Contrariando muitos rumores e expectativas, que indicavam que talvez não pudesse voltar a jogar, em 2018 Andrew Luck não apenas retornou ao posto de quarterback titular dos Colts, como teve uma ótima temporada. Tudo parecia estar se encaixando um pouco melhor para o jogador.

2019

Ao longo de toda a intertemporada, Andrew Luck vinha lidando com o que inicialmente parecia ser uma lesão na panturrilha direita. A questão foi se arrastando ao longo dos treinos de intertemporada e do início do training camp. A cada dia, Luck parecia mais longe do campo de jogo, com rumores surgindo sobre um componente articular na lesão, que envolveria também o tornozelo do jogador. Nesta última semana, foi revelado que Andrew Luck havia decidido que não queria mais submeter seu corpo às lesões e às dores relacionadas à reabilitação contínua.

Corpo, limites e decisões

Quando uma notícia tão surpreendente e impactante como a da aposentadoria de Andrew Luck surge, o processo é sempre o mesmo. Entre o choque e a surpresa por uma decisão desse tipo, sempre há quem prefira minimizar o que o atleta sente, considerando que o mesmo está desrespeitando sua equipe e seus torcedores; outros questionam a “dureza” do jogador. Finalmente, há aqueles que mencionam os valores elevados que jogadores da NFL recebem para relativizar a magnitude da dor e da pressão física e mental pela qual esses jogadores passam.

## DADOS:
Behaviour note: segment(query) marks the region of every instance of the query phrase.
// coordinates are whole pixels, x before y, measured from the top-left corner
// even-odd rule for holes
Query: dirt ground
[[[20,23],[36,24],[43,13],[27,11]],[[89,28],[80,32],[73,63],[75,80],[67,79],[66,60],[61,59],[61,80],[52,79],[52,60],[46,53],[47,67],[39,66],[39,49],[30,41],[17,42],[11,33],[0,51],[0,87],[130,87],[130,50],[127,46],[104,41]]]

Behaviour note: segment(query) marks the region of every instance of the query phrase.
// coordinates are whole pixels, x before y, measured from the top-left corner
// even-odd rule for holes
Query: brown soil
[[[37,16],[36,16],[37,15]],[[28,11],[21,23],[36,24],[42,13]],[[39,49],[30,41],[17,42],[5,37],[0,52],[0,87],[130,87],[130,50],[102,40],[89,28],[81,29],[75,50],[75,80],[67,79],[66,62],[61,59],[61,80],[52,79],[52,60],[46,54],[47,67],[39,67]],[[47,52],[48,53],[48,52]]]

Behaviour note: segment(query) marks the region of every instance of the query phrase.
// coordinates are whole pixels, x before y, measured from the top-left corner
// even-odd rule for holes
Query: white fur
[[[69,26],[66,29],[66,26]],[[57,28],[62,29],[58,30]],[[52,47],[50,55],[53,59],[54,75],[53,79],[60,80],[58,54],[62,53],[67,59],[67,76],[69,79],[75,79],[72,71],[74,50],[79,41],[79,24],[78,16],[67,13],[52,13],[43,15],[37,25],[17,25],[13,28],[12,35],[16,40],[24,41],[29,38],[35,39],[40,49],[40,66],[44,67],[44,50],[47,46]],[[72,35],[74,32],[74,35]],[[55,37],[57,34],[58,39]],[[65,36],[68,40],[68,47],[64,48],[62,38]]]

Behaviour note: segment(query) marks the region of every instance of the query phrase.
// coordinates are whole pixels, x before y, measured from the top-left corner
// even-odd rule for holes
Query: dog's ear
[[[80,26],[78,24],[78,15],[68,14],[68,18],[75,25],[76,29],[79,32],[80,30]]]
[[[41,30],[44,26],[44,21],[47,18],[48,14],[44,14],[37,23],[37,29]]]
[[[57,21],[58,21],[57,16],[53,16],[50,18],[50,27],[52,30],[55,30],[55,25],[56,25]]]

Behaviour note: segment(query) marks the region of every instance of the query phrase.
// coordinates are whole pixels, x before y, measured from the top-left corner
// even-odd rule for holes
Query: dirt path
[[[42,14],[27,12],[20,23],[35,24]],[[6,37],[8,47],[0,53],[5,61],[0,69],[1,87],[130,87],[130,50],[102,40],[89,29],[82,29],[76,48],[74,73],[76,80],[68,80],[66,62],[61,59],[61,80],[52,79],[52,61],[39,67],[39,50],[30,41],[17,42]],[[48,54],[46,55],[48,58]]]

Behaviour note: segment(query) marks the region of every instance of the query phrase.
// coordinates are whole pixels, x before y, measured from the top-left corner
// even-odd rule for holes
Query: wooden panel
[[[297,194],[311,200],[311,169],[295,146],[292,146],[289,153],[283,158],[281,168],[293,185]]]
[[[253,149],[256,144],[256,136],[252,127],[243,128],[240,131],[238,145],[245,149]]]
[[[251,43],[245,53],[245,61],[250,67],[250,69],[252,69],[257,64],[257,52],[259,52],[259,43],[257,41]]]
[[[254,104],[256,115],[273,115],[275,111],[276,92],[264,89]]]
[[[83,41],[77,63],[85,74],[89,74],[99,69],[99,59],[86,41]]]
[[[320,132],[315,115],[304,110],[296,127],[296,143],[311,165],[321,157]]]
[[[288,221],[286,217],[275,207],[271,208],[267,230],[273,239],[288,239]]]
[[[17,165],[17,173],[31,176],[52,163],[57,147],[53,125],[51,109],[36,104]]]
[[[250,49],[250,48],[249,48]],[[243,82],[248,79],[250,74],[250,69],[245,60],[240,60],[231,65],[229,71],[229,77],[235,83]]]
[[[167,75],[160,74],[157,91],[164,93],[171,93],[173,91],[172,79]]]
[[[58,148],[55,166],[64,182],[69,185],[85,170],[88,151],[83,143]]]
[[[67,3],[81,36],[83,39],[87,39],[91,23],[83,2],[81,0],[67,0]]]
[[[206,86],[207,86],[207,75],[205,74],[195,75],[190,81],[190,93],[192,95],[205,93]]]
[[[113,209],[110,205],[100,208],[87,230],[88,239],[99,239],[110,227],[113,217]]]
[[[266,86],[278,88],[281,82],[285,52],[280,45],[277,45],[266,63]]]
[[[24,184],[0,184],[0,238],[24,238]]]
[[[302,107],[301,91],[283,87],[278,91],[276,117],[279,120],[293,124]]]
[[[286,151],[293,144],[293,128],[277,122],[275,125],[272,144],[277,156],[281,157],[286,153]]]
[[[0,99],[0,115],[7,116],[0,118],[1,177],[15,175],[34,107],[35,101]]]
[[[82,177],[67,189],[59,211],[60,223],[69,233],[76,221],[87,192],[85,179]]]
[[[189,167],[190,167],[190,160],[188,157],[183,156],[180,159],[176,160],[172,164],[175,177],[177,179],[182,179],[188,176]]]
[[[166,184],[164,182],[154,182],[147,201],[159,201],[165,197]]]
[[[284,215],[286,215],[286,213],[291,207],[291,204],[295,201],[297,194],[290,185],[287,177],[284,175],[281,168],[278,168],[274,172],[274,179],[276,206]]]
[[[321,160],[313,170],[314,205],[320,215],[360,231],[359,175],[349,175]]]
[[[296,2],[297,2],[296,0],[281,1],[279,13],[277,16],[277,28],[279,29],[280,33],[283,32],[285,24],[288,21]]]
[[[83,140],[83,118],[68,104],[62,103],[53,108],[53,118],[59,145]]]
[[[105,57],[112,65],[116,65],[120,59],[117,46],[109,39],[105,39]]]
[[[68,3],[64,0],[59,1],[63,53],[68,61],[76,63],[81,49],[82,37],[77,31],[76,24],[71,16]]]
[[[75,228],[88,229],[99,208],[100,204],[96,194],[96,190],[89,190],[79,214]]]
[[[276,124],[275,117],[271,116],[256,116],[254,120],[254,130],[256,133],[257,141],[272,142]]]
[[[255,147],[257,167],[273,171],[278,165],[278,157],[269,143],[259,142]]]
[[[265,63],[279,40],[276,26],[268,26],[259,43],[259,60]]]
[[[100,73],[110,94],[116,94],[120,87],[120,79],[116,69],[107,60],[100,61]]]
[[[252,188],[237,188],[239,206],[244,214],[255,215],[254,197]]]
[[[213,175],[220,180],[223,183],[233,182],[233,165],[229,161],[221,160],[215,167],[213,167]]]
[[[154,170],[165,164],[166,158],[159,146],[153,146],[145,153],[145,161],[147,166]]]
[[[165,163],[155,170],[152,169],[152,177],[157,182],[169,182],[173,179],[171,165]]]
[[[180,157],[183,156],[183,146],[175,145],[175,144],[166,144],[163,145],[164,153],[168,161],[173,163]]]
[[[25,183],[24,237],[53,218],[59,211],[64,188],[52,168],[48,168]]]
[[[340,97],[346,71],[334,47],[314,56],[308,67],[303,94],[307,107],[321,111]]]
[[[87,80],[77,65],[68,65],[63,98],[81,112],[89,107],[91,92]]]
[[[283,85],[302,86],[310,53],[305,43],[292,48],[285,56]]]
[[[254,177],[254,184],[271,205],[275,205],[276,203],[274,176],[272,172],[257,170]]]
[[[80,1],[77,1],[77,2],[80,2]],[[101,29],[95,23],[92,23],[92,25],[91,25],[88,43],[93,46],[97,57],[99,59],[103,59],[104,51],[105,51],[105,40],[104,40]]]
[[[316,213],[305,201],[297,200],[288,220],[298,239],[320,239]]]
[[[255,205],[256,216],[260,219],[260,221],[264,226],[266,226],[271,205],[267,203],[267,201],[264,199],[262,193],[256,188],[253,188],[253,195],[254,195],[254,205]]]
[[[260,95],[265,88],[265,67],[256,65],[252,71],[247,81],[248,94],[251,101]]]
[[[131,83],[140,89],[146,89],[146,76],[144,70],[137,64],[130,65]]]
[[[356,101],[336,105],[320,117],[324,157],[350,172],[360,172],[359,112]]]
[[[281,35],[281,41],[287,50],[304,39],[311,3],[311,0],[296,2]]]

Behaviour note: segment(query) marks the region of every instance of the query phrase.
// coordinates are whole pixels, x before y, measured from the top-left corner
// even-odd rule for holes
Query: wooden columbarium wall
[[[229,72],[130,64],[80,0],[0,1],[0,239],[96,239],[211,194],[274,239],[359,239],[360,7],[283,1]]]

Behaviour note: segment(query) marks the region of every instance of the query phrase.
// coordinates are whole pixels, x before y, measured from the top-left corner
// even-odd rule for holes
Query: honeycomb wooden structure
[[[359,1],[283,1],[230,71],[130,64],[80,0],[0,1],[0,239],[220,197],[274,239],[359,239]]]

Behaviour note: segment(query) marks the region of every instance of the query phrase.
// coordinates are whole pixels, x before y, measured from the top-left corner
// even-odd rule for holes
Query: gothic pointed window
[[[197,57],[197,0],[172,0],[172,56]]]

## ENUNCIADO A:
Responda com base no texto sobre Andrew Luck:
(i) Em que ano Luck retornou ao posto de quarterback titular dos Colts?
(ii) Com o que inicialmente parecia ser uma lesão em qual parte do corpo Luck vinha lidando na intertemporada?
(iii) Na seção "Corpo, limites e decisões", o que alguns mencionam para relativizar a dor e a pressão pelas quais os jogadores passam?
## ENUNCIADO B:
Devolva do texto sobre Andrew Luck o trecho que vai de "Ao longo de" até "à reabilitação contínua.", inclusive, sem nenhuma alteração.
Os dados não têm nenhum papel nesta atividade.

## RESPOSTA DO EXERCÍCIO A:
(i) Em 2018.
(ii) Na panturrilha direita.
(iii) Os valores elevados que os jogadores da NFL recebem.

## RESPOSTA DO EXERCÍCIO B:
Ao longo de toda a intertemporada, Andrew Luck vinha lidando com o que inicialmente parecia ser uma lesão na panturrilha direita. A questão foi se arrastando ao longo dos treinos de intertemporada e do início do training camp. A cada dia, Luck parecia mais longe do campo de jogo, com rumores surgindo sobre um componente articular na lesão, que envolveria também o tornozelo do jogador. Nesta última semana, foi revelado que Andrew Luck havia decidido que não queria mais submeter seu corpo às lesões e às dores relacionadas à reabilitação contínua.